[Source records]
........

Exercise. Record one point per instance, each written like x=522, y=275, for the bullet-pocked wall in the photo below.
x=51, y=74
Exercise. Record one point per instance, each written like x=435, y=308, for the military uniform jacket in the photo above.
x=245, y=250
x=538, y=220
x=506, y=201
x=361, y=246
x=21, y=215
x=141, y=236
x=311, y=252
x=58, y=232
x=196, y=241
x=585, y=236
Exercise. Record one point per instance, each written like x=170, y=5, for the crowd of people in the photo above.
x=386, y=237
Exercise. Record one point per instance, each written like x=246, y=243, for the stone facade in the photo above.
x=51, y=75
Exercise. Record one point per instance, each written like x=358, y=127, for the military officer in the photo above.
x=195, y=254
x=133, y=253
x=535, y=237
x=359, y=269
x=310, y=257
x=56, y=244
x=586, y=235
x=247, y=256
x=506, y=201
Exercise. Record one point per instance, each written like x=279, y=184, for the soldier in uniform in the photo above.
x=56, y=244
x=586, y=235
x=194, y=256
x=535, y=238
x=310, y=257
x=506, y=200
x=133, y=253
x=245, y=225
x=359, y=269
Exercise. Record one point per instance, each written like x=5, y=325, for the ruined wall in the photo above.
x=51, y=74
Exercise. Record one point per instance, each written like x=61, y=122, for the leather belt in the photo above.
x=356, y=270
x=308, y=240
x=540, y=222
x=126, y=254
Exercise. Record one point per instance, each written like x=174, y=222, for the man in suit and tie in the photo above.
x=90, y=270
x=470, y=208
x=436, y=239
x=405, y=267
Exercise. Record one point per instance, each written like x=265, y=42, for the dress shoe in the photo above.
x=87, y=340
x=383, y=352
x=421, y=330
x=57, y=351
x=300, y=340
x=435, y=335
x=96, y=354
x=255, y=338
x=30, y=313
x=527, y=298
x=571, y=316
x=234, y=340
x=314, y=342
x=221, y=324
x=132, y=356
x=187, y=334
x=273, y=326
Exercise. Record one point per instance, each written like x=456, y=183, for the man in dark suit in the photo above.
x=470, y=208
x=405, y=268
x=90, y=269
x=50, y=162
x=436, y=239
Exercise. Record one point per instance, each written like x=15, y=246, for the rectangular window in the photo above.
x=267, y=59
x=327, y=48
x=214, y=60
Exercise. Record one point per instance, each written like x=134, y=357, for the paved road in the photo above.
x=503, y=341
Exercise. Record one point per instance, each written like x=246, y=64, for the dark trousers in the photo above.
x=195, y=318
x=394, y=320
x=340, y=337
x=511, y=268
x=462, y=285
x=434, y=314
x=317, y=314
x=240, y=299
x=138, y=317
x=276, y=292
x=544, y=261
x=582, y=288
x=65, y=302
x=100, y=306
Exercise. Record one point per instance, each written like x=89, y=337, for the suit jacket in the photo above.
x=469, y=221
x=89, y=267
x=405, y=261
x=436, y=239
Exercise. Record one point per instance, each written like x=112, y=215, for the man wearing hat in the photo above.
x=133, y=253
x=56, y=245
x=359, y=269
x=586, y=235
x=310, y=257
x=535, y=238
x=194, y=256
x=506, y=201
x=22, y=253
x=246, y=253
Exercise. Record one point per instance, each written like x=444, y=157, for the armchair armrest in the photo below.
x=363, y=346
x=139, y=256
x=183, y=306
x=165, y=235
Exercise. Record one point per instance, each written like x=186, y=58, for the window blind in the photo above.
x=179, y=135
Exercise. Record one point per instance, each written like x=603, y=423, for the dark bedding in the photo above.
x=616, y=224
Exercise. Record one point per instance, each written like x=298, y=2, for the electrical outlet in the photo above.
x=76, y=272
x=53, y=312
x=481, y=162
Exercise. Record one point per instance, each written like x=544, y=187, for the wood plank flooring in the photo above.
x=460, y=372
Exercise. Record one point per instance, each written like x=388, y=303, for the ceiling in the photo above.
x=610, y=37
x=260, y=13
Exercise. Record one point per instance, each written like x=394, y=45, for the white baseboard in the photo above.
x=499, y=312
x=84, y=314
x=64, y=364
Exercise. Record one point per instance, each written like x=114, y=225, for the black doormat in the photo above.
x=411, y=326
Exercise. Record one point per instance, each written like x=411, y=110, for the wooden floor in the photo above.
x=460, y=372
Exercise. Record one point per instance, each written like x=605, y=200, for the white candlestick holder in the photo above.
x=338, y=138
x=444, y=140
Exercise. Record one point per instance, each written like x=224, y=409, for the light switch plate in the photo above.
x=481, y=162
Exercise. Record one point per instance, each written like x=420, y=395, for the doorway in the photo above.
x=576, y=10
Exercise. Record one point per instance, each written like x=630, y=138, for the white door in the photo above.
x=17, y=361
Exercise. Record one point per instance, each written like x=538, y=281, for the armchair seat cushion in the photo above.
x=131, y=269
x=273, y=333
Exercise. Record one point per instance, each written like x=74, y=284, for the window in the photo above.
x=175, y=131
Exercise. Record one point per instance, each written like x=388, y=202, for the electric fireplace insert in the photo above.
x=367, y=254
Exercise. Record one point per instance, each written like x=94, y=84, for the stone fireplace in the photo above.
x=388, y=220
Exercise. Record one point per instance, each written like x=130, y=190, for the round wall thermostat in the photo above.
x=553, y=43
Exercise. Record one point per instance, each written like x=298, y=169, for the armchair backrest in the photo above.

........

Every record must appear in the answer exactly as written.

Exercise. Record one point per instance, each written like x=522, y=275, for the bullet-pocked wall in the photo below.
x=51, y=74
Exercise. Record one point per instance, each written like x=435, y=308, for the military uniform jacket in the photo above.
x=245, y=250
x=538, y=220
x=506, y=201
x=361, y=246
x=21, y=215
x=141, y=236
x=311, y=252
x=58, y=232
x=196, y=241
x=585, y=236
Exercise. Record one point per instance, each written like x=170, y=5, for the crowd of people in the photo above.
x=386, y=237
Exercise. Record one point per instance, each written like x=246, y=243, for the stone facade in the photo above.
x=51, y=75
Exercise. Record one point per instance, each written like x=358, y=127, for the military officer in the photo above.
x=195, y=254
x=133, y=253
x=535, y=237
x=359, y=269
x=310, y=257
x=56, y=244
x=586, y=235
x=247, y=256
x=506, y=201
Exercise. Record one point per instance, each written like x=279, y=184, for the soldier in uniform in the photo above.
x=56, y=244
x=586, y=235
x=194, y=256
x=535, y=238
x=310, y=257
x=506, y=200
x=133, y=253
x=245, y=225
x=359, y=269
Exercise. Record one point per instance, each written like x=5, y=325, for the ruined wall in the photo above.
x=51, y=74
Exercise. Record one point per instance, each written like x=61, y=122, for the leather belt in the photo above.
x=356, y=270
x=308, y=240
x=540, y=222
x=126, y=254
Exercise. Record one point per instance, each written like x=174, y=222, for the man in suit and tie in the photo above.
x=90, y=270
x=470, y=208
x=436, y=239
x=405, y=267
Exercise. Record one point per instance, each written like x=265, y=42, for the dress shoe in the photo above.
x=87, y=340
x=383, y=352
x=421, y=330
x=57, y=351
x=300, y=340
x=435, y=335
x=96, y=354
x=255, y=338
x=30, y=313
x=527, y=298
x=571, y=316
x=234, y=340
x=314, y=342
x=221, y=324
x=132, y=356
x=187, y=334
x=273, y=326
Exercise. Record one point per instance, each written like x=456, y=183, for the man in dark suit in the photo above.
x=470, y=208
x=405, y=268
x=90, y=269
x=50, y=162
x=436, y=239
Exercise. Record one point per instance, each written like x=15, y=246, for the rectangular window in the photo above.
x=267, y=59
x=327, y=48
x=214, y=60
Exercise. Record one point per instance, each written like x=134, y=357, for the paved road in the photo above.
x=503, y=341
Exercise. Record one point per instance, each written like x=246, y=64, for the dark trousers in the photo above.
x=195, y=318
x=394, y=320
x=340, y=337
x=511, y=268
x=462, y=285
x=434, y=314
x=317, y=314
x=240, y=299
x=138, y=317
x=276, y=292
x=544, y=261
x=582, y=288
x=65, y=302
x=100, y=306
Exercise. Record one point per instance, each written like x=89, y=337, for the suit jacket in the photo above.
x=469, y=221
x=89, y=267
x=405, y=261
x=436, y=239
Exercise. Record one point per instance, each written like x=112, y=215, for the man wearing hat in the photo above.
x=133, y=253
x=56, y=245
x=359, y=269
x=586, y=235
x=310, y=257
x=535, y=238
x=194, y=256
x=506, y=201
x=22, y=253
x=246, y=253
Exercise. Record one point per instance, each written like x=444, y=157, for the armchair armrest in the photo below.
x=363, y=346
x=139, y=256
x=183, y=306
x=165, y=235
Exercise. Record one point per instance, each written like x=186, y=58, for the window blind in the photo above.
x=179, y=135
Exercise. Record one point per instance, each written like x=603, y=423, for the dark bedding in the photo above.
x=616, y=224
Exercise. Record one point per instance, each written like x=298, y=2, for the electrical outlet in the photo above.
x=76, y=272
x=53, y=312
x=481, y=162
Exercise. Record one point per instance, each written like x=544, y=187, for the wood plank flooring in the photo above.
x=460, y=372
Exercise. Record one point per instance, each written like x=388, y=303, for the ceiling in the photo above.
x=610, y=37
x=260, y=13
Exercise. Record one point per instance, each written like x=394, y=45, for the white baseboard in the photo above.
x=499, y=312
x=84, y=314
x=64, y=364
Exercise. Record one point per instance, each written like x=114, y=225, for the black doormat in the photo above.
x=411, y=326
Exercise. Record one point per instance, each written like x=411, y=110, for the wooden floor in the photo above.
x=460, y=372
Exercise. Record one point per instance, each written like x=605, y=200, for the white candlestick holder in the photo above.
x=338, y=138
x=444, y=140
Exercise. Record one point per instance, each written like x=224, y=409, for the light switch plate in the photo above.
x=481, y=162
Exercise. Record one point per instance, each written like x=420, y=395, for the doorway in the photo above.
x=576, y=10
Exercise. Record one point per instance, each written like x=630, y=138, for the white door in the photo above.
x=17, y=361
Exercise. Record one point per instance, each written like x=538, y=281, for the armchair seat cushion in the photo above.
x=131, y=269
x=273, y=333
Exercise. Record one point per instance, each written like x=74, y=284, for the window in the photo above.
x=175, y=131
Exercise. Record one point per instance, each written like x=388, y=202, for the electric fireplace insert in the photo above.
x=367, y=254
Exercise. Record one point per instance, each written like x=94, y=84, for the stone fireplace in the photo above.
x=388, y=220
Exercise. Record one point per instance, each written like x=130, y=190, for the round wall thermostat in the photo above.
x=553, y=43
Exercise. Record one point per instance, each written like x=298, y=169, for the armchair backrest in the photo above.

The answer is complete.